▶ _Request_
Pull out every line in the items below that contains the string "surface", matching case exactly.

------------------------------

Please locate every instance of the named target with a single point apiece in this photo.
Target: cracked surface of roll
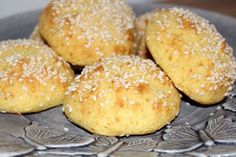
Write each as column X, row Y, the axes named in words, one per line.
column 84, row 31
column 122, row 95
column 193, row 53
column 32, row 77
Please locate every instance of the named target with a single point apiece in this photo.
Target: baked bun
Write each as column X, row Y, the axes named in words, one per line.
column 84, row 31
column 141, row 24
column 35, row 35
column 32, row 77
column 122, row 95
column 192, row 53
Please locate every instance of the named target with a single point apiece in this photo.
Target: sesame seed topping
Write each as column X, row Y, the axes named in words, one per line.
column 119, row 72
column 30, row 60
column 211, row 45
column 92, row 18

------------------------------

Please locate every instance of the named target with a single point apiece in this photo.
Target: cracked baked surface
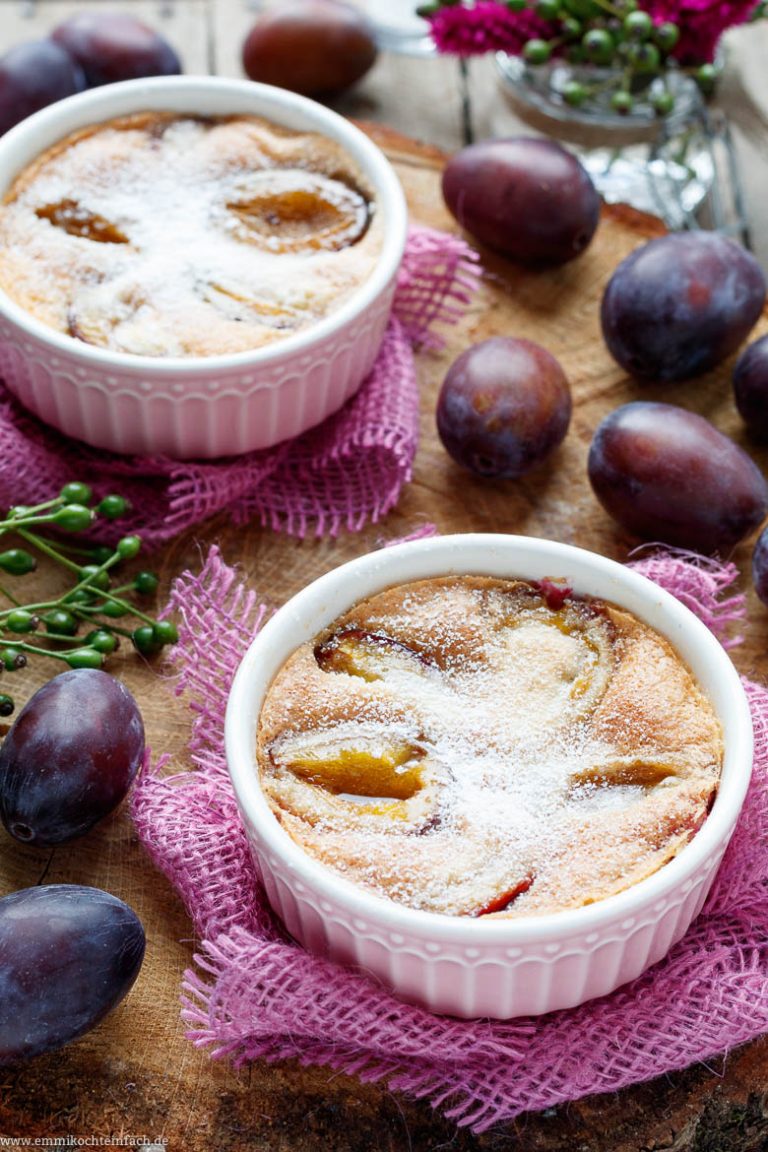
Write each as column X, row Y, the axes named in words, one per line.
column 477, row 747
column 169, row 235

------------------------------

▶ _Written answer_
Target: cracked surface of roll
Target: cracked baked surface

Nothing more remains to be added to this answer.